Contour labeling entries
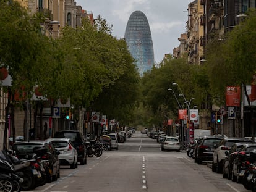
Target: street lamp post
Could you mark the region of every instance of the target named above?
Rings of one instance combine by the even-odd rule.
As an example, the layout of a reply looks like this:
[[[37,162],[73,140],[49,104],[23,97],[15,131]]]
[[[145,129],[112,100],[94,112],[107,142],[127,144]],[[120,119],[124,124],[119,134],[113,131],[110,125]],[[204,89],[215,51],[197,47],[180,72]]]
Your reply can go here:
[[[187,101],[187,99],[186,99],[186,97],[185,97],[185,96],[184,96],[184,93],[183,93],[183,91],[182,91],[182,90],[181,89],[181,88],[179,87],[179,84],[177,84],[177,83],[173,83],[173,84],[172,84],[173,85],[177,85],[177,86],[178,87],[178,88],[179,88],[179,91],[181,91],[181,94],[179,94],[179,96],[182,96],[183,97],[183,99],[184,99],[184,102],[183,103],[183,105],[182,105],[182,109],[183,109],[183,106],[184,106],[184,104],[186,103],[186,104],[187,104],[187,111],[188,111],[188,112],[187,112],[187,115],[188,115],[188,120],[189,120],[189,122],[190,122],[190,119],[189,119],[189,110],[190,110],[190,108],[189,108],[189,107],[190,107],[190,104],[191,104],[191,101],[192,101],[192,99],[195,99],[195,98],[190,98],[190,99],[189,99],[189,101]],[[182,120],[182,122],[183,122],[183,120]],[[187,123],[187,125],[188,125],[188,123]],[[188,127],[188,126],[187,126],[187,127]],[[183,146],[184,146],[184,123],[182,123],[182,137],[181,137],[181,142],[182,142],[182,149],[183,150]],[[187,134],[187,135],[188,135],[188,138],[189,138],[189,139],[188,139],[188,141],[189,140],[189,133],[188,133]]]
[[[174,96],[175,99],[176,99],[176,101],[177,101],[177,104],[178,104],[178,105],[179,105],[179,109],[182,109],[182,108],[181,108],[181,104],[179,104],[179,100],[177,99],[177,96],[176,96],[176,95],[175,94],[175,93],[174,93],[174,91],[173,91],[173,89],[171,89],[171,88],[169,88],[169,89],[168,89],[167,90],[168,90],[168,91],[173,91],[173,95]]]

==

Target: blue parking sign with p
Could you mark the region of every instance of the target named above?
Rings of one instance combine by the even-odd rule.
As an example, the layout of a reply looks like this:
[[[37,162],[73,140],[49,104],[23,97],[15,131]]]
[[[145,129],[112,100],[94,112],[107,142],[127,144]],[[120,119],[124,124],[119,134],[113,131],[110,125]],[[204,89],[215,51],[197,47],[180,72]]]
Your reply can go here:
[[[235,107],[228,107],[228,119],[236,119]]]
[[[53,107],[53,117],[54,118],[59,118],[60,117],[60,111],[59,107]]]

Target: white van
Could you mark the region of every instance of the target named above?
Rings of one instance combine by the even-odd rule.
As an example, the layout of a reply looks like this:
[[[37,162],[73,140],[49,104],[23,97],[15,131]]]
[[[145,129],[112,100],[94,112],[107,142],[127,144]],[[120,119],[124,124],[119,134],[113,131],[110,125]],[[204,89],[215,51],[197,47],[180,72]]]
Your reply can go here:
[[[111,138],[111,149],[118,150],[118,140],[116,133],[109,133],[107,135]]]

*What is required:*
Print the lines of the entries above exactly as they appear, beginning with the line containing "Target: blue parking sign with p" and continuing through the line containing "[[[235,107],[228,107],[228,119],[236,119]]]".

*Reply to the exercise:*
Target: blue parking sign with p
Could you mark the region of every instance of the target named above?
Rings of one instance combine by the even-odd rule.
As an example, the layout of a reply looks like this:
[[[37,162],[73,140],[49,104],[23,97],[15,131]]]
[[[145,129],[112,100],[94,112],[107,142],[127,144]],[[120,119],[124,124],[119,134],[113,131],[110,125]],[[204,89],[215,51],[197,47],[180,72]]]
Your reply can go here:
[[[235,107],[228,107],[228,119],[236,119]]]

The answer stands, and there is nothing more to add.